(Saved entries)
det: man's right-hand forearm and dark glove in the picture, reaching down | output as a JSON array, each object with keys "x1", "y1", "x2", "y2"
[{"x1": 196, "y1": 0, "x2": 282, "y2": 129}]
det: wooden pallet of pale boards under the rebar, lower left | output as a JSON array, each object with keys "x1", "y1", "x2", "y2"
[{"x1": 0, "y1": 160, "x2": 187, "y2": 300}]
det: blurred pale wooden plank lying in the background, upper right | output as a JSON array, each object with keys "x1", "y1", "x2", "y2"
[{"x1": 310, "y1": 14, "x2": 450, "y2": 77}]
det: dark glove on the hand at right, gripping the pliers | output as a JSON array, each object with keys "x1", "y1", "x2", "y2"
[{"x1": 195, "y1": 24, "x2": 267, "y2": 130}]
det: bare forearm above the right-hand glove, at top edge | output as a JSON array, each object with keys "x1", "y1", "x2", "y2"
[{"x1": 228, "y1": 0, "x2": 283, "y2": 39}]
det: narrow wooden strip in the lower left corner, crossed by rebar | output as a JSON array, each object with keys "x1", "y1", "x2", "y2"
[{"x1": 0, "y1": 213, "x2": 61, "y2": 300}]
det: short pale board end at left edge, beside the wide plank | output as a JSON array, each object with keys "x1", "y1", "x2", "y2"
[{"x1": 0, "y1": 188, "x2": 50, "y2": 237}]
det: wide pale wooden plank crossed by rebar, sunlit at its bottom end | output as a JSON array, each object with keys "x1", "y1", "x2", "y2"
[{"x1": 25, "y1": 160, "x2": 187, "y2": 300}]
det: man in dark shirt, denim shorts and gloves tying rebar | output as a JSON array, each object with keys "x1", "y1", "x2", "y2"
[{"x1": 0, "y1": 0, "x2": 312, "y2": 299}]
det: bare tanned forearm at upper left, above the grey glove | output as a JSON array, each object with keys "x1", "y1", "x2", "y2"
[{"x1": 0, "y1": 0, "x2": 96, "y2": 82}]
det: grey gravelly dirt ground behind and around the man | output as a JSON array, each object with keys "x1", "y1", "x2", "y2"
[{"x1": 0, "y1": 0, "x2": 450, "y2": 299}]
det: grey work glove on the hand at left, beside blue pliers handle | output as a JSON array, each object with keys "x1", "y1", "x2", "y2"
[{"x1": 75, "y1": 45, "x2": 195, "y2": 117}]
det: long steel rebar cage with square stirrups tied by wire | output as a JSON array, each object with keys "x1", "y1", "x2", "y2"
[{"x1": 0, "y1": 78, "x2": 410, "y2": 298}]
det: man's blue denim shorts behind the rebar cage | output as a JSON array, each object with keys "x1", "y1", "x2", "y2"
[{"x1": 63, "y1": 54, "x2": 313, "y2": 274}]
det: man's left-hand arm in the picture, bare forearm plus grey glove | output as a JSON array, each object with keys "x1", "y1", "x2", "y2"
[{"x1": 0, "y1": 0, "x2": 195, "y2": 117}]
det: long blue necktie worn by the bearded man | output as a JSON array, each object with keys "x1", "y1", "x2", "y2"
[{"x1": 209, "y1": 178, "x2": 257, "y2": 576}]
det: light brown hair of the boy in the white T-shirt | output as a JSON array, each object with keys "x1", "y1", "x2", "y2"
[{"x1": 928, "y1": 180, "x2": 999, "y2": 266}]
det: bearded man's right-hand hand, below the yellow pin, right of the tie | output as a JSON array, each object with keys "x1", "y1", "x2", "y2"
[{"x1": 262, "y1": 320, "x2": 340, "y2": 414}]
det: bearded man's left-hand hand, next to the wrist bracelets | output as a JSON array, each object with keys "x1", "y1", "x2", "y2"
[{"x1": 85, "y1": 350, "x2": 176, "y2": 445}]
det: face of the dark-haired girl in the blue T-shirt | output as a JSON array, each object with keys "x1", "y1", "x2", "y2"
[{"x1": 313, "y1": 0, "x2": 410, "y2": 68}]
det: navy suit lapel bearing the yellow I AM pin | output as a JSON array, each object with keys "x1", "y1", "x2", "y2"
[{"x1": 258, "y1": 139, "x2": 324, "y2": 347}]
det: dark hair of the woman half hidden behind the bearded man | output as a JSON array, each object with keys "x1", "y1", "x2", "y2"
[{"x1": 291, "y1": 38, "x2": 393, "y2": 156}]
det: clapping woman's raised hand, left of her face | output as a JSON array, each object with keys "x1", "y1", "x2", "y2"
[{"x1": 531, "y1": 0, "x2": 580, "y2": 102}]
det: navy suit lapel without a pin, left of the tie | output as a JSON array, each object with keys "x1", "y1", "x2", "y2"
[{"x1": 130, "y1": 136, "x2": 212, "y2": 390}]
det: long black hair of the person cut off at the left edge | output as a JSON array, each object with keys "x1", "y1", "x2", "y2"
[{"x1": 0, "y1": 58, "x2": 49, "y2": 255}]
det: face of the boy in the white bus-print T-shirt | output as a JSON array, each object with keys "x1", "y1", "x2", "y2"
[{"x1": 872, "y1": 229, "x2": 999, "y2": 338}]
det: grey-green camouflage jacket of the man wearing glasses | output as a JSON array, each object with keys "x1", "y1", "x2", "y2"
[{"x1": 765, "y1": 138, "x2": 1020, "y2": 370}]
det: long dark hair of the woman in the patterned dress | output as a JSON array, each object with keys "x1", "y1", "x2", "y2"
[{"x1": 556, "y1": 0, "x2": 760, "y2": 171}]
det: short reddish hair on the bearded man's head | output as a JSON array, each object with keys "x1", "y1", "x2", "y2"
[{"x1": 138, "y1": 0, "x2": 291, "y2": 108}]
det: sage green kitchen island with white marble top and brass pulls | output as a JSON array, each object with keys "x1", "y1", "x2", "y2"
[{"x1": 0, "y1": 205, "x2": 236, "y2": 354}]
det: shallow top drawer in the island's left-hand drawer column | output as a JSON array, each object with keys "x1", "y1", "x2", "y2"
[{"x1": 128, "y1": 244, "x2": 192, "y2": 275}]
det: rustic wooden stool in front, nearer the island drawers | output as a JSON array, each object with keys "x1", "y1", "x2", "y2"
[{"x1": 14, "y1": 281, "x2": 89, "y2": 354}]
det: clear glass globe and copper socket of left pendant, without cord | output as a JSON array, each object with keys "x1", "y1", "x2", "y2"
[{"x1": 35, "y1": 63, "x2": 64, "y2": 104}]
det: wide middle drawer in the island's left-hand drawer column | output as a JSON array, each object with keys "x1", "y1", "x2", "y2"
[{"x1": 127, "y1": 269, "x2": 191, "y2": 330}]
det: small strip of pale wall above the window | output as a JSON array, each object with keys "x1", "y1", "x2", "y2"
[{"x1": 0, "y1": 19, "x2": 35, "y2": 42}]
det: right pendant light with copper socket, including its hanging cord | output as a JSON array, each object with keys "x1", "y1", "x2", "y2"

§ **Instructions to follow**: Word for word, repeat the lines from the one holding "det: small strip" through the last line of the entries, both included.

§ **Solved exercise**:
det: small strip of pale wall above the window | output as a JSON array, each object with keys "x1", "y1", "x2", "y2"
[{"x1": 0, "y1": 19, "x2": 35, "y2": 42}]
det: right pendant light with copper socket, including its hanging cord | output as a JSON array, each object with keys "x1", "y1", "x2", "y2"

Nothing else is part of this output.